Your task:
Without altering anything, output the material below.

* Start *

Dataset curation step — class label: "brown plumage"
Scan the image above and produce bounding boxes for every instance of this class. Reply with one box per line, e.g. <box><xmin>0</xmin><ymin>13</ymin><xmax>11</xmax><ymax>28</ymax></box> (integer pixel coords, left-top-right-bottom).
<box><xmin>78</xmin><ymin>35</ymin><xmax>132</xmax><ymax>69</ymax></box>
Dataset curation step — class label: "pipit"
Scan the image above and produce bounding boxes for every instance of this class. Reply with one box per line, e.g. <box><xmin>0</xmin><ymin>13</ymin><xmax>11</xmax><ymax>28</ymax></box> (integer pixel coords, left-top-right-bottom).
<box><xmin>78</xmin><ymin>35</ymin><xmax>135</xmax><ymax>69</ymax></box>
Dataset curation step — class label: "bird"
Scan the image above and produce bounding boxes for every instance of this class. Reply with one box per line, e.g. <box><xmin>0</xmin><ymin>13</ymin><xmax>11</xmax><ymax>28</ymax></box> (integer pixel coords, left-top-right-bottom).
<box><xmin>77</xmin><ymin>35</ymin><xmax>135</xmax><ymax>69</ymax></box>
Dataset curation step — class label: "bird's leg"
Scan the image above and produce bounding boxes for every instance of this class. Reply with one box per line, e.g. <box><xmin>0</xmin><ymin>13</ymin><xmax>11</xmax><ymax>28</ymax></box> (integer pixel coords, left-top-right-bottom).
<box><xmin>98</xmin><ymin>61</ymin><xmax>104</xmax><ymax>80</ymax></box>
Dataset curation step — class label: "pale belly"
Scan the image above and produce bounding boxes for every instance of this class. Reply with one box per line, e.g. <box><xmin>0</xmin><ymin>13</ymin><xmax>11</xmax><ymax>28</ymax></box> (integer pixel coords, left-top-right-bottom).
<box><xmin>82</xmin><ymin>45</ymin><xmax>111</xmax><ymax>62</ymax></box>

* End *

Response to this exercise:
Dataset curation step — class label: "brown plumage"
Scan the image above and produce bounding boxes for every instance of this class. Reply with one box per line, e.g. <box><xmin>0</xmin><ymin>13</ymin><xmax>11</xmax><ymax>28</ymax></box> (integer pixel coords, left-top-right-bottom).
<box><xmin>78</xmin><ymin>35</ymin><xmax>132</xmax><ymax>69</ymax></box>
Dataset curation step — class label: "pipit"
Scan the image above and produce bounding boxes for every instance of this class. Reply with one box per line, e.g. <box><xmin>0</xmin><ymin>13</ymin><xmax>11</xmax><ymax>28</ymax></box> (integer pixel coords, left-top-right-bottom).
<box><xmin>78</xmin><ymin>35</ymin><xmax>135</xmax><ymax>69</ymax></box>
Dataset curation step — class label: "bird"
Scan the image above and produce bounding boxes for every instance of this class. Reply with one box per line, e.g. <box><xmin>0</xmin><ymin>13</ymin><xmax>11</xmax><ymax>28</ymax></box> (integer pixel coords, left-top-right-bottom).
<box><xmin>77</xmin><ymin>35</ymin><xmax>135</xmax><ymax>69</ymax></box>
Dataset curation step — class label: "bird's leg"
Scan the image above and produce bounding boxes for every instance of this class. Reply with one box per line, e.g. <box><xmin>0</xmin><ymin>13</ymin><xmax>11</xmax><ymax>28</ymax></box> (integer pixel coords, left-top-right-bottom).
<box><xmin>98</xmin><ymin>61</ymin><xmax>104</xmax><ymax>80</ymax></box>
Dataset curation step — class label: "pale belly"
Scan the image above and produce bounding boxes for every instance of this class. Reply with one box per line, e.g. <box><xmin>0</xmin><ymin>13</ymin><xmax>11</xmax><ymax>28</ymax></box> (integer pixel coords, left-top-right-bottom).
<box><xmin>82</xmin><ymin>45</ymin><xmax>111</xmax><ymax>62</ymax></box>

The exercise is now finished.